Data for processing below:

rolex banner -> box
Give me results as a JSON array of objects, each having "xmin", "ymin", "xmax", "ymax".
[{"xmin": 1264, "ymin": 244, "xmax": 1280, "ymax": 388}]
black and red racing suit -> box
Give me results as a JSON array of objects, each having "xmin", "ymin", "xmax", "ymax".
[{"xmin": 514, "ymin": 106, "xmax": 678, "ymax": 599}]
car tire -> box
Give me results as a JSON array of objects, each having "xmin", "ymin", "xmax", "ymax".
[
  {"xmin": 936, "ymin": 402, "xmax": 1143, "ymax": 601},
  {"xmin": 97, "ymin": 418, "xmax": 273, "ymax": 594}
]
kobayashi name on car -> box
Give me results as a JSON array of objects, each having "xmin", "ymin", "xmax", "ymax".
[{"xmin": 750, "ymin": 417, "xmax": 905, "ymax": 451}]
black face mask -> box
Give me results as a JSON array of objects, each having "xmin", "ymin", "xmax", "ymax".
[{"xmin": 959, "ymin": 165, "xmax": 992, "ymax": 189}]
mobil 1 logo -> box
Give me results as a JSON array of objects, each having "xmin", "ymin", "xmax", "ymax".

End of Data for processing.

- Work to complete:
Supply the number of lines above that contain the word "black", and nothing else.

- Task output:
2